▸ Task to carry out
In the listing below, find each line that holds "painted" and list it.

________

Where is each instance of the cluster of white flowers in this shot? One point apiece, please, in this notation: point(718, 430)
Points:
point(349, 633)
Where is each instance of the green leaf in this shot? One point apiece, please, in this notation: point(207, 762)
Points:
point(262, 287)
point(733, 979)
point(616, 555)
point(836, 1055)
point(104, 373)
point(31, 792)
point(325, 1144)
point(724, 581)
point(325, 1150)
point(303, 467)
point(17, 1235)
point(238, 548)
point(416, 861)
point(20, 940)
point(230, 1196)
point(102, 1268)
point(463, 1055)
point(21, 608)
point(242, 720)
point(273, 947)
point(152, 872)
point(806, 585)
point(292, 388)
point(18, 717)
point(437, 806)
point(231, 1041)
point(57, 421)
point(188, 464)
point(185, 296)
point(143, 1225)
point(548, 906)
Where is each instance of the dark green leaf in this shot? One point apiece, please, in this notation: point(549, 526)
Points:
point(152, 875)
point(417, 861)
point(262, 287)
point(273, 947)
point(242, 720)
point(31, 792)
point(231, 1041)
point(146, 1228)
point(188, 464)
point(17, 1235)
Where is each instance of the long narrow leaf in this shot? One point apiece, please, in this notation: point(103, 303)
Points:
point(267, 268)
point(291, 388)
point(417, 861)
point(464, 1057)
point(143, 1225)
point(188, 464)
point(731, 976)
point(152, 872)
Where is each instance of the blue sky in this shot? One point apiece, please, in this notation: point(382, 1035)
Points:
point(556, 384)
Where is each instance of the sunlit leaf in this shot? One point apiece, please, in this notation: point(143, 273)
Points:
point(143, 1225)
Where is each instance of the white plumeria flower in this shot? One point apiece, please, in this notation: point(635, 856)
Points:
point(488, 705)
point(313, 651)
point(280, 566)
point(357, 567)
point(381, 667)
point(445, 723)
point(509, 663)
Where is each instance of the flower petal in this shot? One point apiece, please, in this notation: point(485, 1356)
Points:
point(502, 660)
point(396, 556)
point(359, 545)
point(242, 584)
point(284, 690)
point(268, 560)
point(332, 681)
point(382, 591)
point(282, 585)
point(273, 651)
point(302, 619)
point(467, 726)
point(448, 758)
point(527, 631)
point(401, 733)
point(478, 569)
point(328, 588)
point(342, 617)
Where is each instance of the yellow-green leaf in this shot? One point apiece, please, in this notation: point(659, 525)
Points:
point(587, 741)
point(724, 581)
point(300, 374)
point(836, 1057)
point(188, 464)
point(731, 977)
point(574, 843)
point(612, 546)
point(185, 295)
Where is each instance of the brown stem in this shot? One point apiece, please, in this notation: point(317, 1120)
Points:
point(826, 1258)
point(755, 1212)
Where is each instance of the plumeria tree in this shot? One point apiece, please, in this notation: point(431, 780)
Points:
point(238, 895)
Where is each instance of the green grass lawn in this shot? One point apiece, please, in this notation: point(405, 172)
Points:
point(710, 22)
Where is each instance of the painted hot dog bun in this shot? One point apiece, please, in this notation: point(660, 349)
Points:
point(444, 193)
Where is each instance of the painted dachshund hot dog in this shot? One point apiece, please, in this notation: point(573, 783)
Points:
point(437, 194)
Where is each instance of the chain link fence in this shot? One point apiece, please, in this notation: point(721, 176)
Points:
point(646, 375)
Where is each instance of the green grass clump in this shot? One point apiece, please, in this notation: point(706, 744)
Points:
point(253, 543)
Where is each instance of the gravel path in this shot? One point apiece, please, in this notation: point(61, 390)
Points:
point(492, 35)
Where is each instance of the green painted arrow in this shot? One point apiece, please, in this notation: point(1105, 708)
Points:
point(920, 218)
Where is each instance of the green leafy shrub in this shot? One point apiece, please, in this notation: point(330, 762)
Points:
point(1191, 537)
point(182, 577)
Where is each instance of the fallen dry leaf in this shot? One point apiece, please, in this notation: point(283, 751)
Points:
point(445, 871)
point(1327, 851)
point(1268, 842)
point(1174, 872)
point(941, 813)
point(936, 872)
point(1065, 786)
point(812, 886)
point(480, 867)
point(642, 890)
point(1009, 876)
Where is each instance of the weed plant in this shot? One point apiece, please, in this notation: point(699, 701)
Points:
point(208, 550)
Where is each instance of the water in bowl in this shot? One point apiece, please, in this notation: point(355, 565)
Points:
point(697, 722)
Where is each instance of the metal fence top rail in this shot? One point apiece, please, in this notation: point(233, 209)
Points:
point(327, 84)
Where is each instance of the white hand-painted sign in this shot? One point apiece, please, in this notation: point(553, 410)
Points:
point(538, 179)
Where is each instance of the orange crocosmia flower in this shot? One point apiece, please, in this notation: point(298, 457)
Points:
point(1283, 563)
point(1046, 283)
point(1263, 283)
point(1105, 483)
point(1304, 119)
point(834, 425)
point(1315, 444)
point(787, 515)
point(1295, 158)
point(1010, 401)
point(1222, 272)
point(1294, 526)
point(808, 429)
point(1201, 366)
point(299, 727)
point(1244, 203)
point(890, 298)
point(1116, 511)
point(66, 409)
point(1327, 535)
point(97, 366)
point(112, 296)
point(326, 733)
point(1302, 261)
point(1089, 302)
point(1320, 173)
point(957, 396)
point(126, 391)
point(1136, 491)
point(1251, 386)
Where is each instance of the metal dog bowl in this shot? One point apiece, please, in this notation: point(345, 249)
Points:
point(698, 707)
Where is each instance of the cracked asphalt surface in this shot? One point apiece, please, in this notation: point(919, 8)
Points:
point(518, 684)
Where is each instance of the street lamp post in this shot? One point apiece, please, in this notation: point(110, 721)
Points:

________

▸ Exercise output
Where is each instance of the painted hot dog bun in this shot? One point apiece, please, in this notation: point(660, 349)
Where is each instance of the painted dachshund hot dog in this shot? One point apiece, please, in this notation: point(573, 783)
Where is each instance of the green painted arrow in this shot? One point apiece, please, in this notation: point(1105, 708)
Where is each instance of the white hand-painted sign in this shot? One point apiece, please, in this notation: point(553, 410)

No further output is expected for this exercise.